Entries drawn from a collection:
## START

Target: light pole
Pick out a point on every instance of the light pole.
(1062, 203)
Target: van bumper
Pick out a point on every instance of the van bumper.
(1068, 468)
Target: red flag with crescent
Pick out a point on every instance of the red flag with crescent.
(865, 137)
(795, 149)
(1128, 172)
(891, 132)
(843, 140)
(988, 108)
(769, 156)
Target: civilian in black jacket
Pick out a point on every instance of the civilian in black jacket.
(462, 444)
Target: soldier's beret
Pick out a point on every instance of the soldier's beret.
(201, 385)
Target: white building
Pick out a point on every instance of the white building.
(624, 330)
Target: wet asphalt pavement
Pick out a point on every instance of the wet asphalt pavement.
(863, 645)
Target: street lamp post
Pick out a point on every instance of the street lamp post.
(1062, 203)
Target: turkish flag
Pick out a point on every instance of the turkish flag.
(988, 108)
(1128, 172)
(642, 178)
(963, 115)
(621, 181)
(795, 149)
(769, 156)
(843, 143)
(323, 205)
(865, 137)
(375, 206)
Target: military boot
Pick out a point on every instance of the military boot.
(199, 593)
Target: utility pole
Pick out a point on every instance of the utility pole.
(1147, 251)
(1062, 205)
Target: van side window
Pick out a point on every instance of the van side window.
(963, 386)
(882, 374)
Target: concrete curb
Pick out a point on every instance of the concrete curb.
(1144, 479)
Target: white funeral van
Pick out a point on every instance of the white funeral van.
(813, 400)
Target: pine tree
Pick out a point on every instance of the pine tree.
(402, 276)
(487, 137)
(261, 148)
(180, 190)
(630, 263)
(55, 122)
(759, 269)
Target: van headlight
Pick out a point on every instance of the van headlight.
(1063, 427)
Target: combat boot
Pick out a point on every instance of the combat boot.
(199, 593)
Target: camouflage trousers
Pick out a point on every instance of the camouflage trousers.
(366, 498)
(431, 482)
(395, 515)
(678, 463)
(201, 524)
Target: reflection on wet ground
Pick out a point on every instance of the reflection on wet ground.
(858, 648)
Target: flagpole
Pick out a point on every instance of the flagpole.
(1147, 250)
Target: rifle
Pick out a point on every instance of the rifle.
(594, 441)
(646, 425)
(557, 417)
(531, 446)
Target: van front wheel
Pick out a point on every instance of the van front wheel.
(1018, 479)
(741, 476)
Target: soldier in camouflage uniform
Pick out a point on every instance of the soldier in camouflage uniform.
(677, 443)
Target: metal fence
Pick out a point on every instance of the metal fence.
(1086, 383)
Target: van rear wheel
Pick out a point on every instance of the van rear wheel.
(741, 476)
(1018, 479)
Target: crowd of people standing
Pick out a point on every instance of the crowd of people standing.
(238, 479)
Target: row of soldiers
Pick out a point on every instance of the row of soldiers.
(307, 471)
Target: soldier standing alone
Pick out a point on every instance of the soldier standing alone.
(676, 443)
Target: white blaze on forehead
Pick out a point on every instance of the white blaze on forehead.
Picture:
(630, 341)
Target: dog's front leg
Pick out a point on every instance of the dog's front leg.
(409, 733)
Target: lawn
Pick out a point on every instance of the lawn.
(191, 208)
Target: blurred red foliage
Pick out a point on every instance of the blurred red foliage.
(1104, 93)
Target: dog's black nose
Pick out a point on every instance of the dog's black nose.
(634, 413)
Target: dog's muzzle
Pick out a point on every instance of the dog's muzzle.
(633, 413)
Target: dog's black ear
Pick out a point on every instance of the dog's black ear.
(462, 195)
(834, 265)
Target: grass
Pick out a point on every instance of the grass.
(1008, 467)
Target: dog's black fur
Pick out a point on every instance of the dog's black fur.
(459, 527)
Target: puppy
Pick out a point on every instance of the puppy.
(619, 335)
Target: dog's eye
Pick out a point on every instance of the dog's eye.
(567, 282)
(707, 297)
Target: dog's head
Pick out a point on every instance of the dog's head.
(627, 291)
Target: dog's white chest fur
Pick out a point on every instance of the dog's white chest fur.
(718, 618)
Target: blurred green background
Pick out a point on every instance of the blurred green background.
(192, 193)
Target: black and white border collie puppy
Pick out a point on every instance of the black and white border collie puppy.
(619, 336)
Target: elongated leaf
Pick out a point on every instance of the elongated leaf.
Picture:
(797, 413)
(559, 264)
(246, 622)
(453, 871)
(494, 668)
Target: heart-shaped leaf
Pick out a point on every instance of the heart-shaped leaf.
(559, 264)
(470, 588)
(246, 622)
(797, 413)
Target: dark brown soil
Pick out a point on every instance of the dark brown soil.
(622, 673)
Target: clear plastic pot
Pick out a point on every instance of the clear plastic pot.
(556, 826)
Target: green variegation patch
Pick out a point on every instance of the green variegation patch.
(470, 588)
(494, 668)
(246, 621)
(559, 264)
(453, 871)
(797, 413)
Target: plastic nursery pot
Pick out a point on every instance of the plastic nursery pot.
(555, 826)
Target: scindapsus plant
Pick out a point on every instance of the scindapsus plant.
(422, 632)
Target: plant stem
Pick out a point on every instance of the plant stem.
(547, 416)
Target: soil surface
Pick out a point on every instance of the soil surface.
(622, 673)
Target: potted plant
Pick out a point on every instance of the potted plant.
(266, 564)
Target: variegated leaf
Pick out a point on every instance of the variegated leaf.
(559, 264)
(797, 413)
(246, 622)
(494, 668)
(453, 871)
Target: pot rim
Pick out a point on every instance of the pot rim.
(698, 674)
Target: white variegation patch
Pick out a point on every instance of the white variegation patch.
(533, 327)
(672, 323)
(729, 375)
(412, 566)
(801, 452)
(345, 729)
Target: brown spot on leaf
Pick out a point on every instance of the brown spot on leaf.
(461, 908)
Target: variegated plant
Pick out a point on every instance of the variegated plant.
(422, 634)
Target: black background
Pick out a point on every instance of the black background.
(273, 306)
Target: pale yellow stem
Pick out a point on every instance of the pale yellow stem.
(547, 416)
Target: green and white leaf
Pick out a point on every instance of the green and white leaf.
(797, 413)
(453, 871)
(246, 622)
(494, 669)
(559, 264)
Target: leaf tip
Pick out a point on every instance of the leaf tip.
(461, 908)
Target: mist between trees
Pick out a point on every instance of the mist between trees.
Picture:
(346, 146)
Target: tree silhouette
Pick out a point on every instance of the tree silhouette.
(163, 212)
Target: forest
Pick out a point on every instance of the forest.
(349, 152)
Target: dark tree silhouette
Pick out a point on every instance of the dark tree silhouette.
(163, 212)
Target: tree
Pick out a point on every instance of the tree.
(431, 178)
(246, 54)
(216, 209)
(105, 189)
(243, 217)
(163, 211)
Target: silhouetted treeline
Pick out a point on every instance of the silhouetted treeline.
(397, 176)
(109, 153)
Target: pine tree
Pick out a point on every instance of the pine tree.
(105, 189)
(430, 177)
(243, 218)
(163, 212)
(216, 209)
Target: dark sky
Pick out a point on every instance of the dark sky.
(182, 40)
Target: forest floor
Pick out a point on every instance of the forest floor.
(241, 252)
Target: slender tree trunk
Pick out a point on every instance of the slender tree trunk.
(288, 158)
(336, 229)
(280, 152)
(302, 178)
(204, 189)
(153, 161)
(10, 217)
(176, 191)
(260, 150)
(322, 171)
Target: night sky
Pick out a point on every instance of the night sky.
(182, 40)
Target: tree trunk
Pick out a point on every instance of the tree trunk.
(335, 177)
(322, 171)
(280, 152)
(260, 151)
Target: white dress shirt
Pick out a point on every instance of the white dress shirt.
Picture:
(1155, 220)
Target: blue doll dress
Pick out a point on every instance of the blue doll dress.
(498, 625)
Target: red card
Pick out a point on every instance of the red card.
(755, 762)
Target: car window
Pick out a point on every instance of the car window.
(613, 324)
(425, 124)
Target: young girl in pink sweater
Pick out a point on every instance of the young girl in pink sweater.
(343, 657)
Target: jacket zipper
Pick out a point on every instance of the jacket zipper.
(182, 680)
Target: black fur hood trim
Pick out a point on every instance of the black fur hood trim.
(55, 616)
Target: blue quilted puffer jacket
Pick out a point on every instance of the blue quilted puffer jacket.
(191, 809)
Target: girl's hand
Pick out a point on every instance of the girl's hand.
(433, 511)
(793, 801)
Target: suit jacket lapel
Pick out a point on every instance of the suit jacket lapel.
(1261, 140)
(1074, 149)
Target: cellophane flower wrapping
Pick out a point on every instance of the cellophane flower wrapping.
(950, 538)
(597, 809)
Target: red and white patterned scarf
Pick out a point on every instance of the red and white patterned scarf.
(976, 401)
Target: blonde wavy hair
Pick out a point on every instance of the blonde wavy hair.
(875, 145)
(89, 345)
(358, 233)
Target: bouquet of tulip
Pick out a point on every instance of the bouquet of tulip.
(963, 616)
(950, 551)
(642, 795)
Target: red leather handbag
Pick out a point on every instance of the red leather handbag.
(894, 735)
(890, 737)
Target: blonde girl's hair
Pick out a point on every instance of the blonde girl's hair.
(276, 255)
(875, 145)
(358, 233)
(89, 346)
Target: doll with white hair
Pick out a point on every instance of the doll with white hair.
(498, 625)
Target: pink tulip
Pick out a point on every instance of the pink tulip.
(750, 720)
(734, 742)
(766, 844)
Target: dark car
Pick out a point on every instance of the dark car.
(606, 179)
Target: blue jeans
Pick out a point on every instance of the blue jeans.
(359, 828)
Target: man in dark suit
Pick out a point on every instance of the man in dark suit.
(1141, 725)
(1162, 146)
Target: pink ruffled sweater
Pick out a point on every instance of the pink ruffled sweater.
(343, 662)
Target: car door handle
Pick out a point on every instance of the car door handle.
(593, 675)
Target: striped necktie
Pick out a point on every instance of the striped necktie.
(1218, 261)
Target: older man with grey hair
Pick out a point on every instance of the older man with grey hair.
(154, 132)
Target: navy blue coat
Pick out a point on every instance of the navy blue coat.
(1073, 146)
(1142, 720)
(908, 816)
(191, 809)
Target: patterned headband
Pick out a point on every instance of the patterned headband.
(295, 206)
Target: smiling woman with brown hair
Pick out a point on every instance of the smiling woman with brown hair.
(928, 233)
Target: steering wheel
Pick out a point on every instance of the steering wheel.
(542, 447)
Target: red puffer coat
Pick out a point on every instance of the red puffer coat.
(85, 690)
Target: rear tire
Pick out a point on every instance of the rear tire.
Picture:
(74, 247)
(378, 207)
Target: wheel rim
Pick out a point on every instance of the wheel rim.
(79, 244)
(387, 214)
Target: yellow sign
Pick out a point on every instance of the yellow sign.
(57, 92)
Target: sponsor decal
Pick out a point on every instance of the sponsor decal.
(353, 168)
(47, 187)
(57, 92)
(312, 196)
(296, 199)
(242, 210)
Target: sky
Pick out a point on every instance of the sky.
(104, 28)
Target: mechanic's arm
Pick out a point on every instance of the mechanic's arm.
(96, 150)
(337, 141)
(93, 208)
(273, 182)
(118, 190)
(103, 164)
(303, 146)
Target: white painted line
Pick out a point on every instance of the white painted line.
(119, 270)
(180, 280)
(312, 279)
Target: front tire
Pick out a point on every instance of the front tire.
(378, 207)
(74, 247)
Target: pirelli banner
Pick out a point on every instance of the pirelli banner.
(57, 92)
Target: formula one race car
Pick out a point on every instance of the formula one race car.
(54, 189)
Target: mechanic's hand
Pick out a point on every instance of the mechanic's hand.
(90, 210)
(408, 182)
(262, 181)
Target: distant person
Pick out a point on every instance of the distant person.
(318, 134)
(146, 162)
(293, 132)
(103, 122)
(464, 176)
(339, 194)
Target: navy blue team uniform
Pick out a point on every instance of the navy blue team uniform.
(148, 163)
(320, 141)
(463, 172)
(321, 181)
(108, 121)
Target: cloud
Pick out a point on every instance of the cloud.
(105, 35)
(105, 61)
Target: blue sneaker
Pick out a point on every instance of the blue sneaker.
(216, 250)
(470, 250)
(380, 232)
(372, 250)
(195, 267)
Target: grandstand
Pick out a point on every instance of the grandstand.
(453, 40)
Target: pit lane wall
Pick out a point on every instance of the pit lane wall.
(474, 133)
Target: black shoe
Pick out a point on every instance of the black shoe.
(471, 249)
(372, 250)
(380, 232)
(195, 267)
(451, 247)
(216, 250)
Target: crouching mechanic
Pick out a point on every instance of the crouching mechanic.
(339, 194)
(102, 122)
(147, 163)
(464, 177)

## END

What you should do:
Can you reproduce the material verbatim from its first line up to and including the line containing "(1068, 468)"?

The solution:
Target: light pole
Pick out a point on every instance of the light pole.
(1062, 203)
Target: van bumper
Pick out a point on every instance of the van bumper.
(1068, 468)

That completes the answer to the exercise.